** DIRECTION 1 **
Count the lines in the entries below that contain the word "black", with upper and lower case treated as different. Reply with the number only.

** PASSAGE PROVIDED **
The Bottom Line remains the same for us with a number of market and macro indicators flashing orangey/red and holding there. We suggest remaining fully hedged on ‘The A-List’, maintain the ETF Arb, and look to outperform idiosyncratically. An expectation of rising rates post QE2 (which we do disagree with as per above) has been posited as support for short-term spread compression in bonds but we note that it is the velocity of the moves that is critical and we suspect any move will be more violent than a hedging program’s outperformance in HY/IG could keep pace with.
Europe
Last night’s macro data was of no help and we saw general derisking in sovereigns as the snap tighter we saw last week is quickly scratched. It is increasingly clear that there is no solution other than real haircuts and a reset button and Greece (which bucked the compression trend last week) is leading us again the other way having broken back above 1000bps yesterday. Ireland and Portugal were worse performers today though but Spain came back in full focus as the IMF commented that while progress is being made they are not out of the woods (see yesterday’s note for our thoughts) and it rose to one week wides (above 200bps).

** AVAILABLE RECORDS **

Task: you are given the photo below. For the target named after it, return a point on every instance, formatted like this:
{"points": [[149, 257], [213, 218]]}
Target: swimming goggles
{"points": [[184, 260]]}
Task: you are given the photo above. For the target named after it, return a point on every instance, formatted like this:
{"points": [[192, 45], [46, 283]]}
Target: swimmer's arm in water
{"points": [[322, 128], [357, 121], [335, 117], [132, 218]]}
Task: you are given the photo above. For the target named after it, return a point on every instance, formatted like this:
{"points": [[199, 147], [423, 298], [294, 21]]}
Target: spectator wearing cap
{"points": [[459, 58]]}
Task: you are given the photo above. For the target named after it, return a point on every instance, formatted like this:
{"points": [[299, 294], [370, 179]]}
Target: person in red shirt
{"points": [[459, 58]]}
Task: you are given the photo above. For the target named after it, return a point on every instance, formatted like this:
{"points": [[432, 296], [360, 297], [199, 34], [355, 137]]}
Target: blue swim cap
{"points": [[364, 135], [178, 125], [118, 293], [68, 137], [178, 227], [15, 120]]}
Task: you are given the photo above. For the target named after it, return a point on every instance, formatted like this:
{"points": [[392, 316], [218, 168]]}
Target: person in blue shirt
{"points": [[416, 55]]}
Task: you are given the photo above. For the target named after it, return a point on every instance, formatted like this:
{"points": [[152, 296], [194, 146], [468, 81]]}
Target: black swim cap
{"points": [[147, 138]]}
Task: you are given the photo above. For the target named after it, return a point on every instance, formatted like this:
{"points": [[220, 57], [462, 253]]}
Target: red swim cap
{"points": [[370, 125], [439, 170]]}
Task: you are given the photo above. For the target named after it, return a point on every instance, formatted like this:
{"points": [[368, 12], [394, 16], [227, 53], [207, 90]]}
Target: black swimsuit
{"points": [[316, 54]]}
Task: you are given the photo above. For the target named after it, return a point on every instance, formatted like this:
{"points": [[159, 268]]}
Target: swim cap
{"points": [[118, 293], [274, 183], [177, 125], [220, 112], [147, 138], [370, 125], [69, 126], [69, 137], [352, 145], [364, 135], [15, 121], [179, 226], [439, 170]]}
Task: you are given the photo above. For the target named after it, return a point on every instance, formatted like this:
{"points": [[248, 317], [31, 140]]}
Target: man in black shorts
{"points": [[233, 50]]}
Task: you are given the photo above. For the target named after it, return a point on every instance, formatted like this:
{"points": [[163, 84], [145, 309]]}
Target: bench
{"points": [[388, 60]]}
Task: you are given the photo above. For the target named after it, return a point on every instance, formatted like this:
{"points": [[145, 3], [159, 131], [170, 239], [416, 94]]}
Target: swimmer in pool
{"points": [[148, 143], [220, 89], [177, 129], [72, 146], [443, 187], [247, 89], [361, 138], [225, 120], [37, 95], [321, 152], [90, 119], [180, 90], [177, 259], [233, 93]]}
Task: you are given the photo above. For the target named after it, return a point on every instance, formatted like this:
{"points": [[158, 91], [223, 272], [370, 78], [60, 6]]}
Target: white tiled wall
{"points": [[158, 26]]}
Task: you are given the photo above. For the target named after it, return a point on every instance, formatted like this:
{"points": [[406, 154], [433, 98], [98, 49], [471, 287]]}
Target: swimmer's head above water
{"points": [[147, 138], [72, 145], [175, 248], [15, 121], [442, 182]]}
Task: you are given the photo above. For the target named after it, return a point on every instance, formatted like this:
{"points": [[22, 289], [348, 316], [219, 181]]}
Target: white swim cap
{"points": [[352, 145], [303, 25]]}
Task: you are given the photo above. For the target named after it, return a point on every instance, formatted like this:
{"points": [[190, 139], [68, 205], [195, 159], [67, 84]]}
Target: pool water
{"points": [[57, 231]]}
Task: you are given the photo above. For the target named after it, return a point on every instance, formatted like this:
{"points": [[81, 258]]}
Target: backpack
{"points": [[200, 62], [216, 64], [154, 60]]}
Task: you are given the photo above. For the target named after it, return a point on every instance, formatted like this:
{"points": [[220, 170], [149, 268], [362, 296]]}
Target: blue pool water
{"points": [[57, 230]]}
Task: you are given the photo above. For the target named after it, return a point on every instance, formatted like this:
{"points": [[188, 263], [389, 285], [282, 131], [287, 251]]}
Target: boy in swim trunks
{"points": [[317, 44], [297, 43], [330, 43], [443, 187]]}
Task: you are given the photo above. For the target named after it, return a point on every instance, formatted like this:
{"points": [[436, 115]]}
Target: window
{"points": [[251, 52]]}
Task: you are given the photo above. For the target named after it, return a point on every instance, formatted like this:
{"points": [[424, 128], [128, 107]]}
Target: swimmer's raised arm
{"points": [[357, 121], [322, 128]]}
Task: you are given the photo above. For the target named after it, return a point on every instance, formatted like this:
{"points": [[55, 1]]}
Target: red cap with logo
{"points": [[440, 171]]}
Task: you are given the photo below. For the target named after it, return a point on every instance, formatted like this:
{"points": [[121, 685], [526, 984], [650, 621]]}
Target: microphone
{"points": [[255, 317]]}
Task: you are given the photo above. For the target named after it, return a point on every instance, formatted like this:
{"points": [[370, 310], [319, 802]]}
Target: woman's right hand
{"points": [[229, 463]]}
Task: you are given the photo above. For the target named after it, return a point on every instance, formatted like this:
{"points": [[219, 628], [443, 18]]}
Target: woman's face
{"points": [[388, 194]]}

** DIRECTION 2 **
Translate this sentence from the market commentary into Spanish: "The Bottom Line remains the same for us with a number of market and macro indicators flashing orangey/red and holding there."

** EXERCISE RESULT 1 **
3

** EXERCISE RESULT 2 **
La conclusión sigue siendo la misma para nosotros, con varios indicadores de mercado y macroeconómicos encendidos en naranja/rojo y manteniéndose así.